## Begin Data

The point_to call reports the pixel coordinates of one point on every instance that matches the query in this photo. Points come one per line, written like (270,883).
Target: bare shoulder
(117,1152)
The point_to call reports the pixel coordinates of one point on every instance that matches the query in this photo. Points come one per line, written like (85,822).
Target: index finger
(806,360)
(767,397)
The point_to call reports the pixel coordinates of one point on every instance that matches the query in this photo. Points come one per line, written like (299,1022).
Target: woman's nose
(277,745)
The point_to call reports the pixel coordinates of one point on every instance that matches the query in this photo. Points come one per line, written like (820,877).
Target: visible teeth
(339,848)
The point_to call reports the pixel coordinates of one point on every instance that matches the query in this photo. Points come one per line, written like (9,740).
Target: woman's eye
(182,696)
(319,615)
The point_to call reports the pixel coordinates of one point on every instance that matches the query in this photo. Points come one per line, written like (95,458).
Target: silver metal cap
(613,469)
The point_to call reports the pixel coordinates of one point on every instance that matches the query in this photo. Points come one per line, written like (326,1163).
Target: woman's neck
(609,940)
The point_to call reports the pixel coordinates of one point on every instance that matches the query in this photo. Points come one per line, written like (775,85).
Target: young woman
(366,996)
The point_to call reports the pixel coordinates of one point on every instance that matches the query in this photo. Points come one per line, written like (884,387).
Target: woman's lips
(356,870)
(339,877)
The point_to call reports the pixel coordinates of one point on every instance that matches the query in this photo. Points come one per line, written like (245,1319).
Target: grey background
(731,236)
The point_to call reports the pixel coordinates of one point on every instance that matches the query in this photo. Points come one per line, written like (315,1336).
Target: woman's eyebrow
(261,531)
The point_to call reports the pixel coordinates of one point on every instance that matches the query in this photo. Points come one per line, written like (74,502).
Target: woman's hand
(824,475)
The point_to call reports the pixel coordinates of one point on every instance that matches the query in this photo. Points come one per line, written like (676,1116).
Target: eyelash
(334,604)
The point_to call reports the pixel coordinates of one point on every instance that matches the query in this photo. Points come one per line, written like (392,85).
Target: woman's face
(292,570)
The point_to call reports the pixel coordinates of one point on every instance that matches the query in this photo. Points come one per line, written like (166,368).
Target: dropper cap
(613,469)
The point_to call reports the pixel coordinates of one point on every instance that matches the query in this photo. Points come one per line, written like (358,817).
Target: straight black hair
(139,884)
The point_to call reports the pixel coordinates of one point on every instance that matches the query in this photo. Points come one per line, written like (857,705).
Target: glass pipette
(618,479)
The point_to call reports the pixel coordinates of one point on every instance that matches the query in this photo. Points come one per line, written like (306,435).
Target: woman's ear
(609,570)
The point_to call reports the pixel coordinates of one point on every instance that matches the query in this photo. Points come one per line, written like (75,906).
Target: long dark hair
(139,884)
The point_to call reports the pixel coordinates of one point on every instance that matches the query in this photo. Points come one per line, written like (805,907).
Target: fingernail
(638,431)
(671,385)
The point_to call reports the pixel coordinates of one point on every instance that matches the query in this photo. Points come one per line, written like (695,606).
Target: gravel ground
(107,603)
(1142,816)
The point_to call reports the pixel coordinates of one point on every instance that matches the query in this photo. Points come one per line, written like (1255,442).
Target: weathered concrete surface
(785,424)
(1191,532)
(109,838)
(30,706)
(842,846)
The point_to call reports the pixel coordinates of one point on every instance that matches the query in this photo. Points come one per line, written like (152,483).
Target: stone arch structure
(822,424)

## End Data

● **Exercise instructions**:
Set down the material above again, word for word.

● **Solution**:
The point_to call reports the pixel coordinates of one point on every instance that matches the query in this photo. Points come one per line, written like (270,883).
Target: bare shoulder
(117,1152)
The point_to call reports the pixel coordinates of one point on every instance that matches the query in this photo. Points come one per line, written like (85,822).
Target: index finger
(806,360)
(767,397)
The point_to call reports the pixel coordinates of one point on every instance that matches the query in this photo. Points come one per line, written like (299,1022).
Target: woman's nose
(277,745)
The point_to call reports the pixel coordinates of one point on every instance that matches the query in this photo. Points come one per line, written like (820,877).
Target: visible teeth
(339,848)
The point_to call reports the pixel coordinates of one point on every instance that matches the query in this photo. Points come one per line, written like (9,740).
Target: woman's eye
(182,696)
(319,615)
The point_to call reports the pixel coordinates of one point on every instance that matches the query in this photo. Points come one per line, written like (95,458).
Target: silver metal cap
(613,469)
The point_to call reports the pixel coordinates of one point on every instance that matches the query in this photo. Points come one per line, written like (326,1163).
Target: woman's neck
(609,940)
The point_to call reports the pixel coordinates of one point on every instance that matches the query in this photo. Points come one per line, written like (775,85).
Target: young woman
(366,996)
The point_to call reports the pixel coordinates of one point on every instance that matches the query in this photo. Points come one per line, written like (884,387).
Target: woman's lips
(356,870)
(339,877)
The point_to call reports the pixel coordinates of one point on every instance that matches the query in this photo. Points come one per line, written like (245,1319).
Target: grey background
(731,236)
The point_to call reports the pixel coordinates of one point on every instance that matches the query in this photo. Points come one per line, written like (315,1336).
Target: woman's eyebrow
(261,531)
The point_to call reports the pixel coordinates of one point on every instance that matches the query in this photo. Points come one per line, written like (74,502).
Target: woman's hand
(824,475)
The point_to call reports the pixel coordinates of one point on every instance that matches the query in this photo. Points come one per line, written like (676,1116).
Target: eyelash
(334,604)
The point_to call reports the pixel coordinates of one point on every instance that matches the query in this photo. Points come one per line, written like (392,85).
Target: woman's face
(292,570)
The point_to call reports the pixel coordinates of one point on every instance that matches the query in this photo. Points come one per line, written like (166,368).
Target: dropper cap
(613,469)
The point_to call reports the pixel coordinates of one point on every instance that matches the query in this photo. Points come one per line, written like (358,817).
Target: straight black hair
(139,884)
The point_to call reports the pixel coordinates of one point on every instance that matches the query in this photo. Points come one per line, written like (857,705).
Target: glass pipette
(618,479)
The point_to call reports the pixel coordinates of one point on every instance that matches the query in this photo. Points come one per line, written like (306,435).
Target: woman's ear
(609,570)
The point_to call reports the pixel coordinates of one point on every instance that matches the query in this photo. Points come one per line, written like (75,906).
Target: long dark hair
(139,884)
The point_to call reports the pixel coordinates of one point on every instance that matches the query in this photo. Points come one per line, written like (805,907).
Target: fingernail
(638,431)
(671,385)
The point_to call reports the pixel coordinates of one point on every instance that matches the query in this photo. Points come one per line, written like (695,606).
Target: gravel ground
(107,603)
(1142,816)
The point_to call reports the pixel coordinates of one point on every instance that matches the query in this photo. Points come one per line, written like (1255,442).
Target: weathered concrete surface
(785,424)
(1191,532)
(109,838)
(30,706)
(842,846)
The point_to call reports the pixel coordinates of one point on every instance that matches the query in this photo. Points come one per line, written like (152,483).
Target: stone arch structure
(822,424)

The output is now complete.